--- Directive 1 ---
Pick out and copy every line of the entries below that contains the string "tail". Matches must have the same case.

The Sneaky Costs of Scaling Serverless

#20

August 05, 2024

Up front disclosures: I am a former Netlify employee (it’s been over a year ago) and currently receive sponsored hosting services from both Vercel and Netlify.

If I’m completely frank, the 11ty Screenshots API has been a bit of a maintenance annoyance over the years: it’s a beefy bundle and a bit of a resource hog. Historically Netlify has graciously provided hosting, but I’ve been getting increasingly uneasy about having all of my eggs in one hosting basket.

So I decided to take the plunge and migrate it elsewhere, mostly to see what it would really cost. I learned a few things along the way (and made a few mistakes)—hopefully writing them up can help you save some money on your hosting bill, too.

First stop, Vercel

The 11ty Screenshots API uses headless Chromium and Puppeteer, provided via a community fork of Chromium to fit inside the various bundle file size limits of hosting providers (Netlify is 50 MB compressed, Vercel is 250 MB uncompressed).

The deployment to Vercel was quick and easy: without hiccups. The live-updating Domains panel in the Project Settings of the Vercel app is very impressive. It tells you exactly what records to add to your DNS provider and recognized immediately when I configured things correctly. This was especially appreciated as I tend to sweat when making DNS changes.

--- Directive 2 ---
Summarize the post above on the costs of scaling serverless in two sentences.

--- Dataset rows ---
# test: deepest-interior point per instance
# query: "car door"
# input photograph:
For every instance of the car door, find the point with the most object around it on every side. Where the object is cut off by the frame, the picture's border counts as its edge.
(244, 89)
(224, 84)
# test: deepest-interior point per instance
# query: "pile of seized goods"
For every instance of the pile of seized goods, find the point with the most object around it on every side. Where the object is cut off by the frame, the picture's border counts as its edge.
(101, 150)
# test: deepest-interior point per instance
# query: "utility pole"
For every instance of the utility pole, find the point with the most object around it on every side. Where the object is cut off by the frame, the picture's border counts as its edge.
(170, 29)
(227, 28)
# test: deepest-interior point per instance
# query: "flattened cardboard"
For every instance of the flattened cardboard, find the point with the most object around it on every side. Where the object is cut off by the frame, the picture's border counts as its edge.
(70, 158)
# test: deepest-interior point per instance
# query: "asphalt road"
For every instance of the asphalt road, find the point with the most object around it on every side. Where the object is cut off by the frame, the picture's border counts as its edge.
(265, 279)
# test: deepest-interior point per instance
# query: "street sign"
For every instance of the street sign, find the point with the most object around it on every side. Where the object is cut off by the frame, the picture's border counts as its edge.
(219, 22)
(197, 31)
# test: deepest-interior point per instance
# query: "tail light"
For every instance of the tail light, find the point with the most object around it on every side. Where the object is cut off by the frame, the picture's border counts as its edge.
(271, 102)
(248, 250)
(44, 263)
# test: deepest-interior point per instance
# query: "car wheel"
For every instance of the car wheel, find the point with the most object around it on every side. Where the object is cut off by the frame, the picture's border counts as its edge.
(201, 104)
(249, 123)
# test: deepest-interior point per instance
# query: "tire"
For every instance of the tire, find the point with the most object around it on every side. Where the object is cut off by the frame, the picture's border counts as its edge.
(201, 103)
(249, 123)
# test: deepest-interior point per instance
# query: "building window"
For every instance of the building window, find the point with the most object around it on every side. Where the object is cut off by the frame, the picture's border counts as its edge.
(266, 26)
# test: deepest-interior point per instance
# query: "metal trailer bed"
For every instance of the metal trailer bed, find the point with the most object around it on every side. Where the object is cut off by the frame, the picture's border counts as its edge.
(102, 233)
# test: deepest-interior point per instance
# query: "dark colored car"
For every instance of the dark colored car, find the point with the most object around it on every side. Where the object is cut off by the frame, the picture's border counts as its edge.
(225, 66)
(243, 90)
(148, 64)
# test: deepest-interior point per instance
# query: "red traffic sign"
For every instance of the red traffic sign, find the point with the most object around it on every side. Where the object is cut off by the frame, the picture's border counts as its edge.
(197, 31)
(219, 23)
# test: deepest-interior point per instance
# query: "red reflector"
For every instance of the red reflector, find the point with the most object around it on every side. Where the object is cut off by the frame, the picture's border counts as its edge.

--- Output 1 ---
# query: "tail light"
For every instance of the tail light, find the point with the most object around it on every side. Where the object is cut off by the frame, the picture's border counts as its edge.

--- Output 2 ---
The writer, a former Netlify employee who now receives sponsored hosting from both Vercel and Netlify, decided to move the resource-heavy 11ty Screenshots API elsewhere to avoid keeping everything with one host and to see what it would really cost. The first stop was Vercel, where deploying the API, which runs headless Chromium and Puppeteer through a community fork sized to fit providers' bundle limits, went smoothly, helped by a Domains panel that showed exactly which DNS records to add.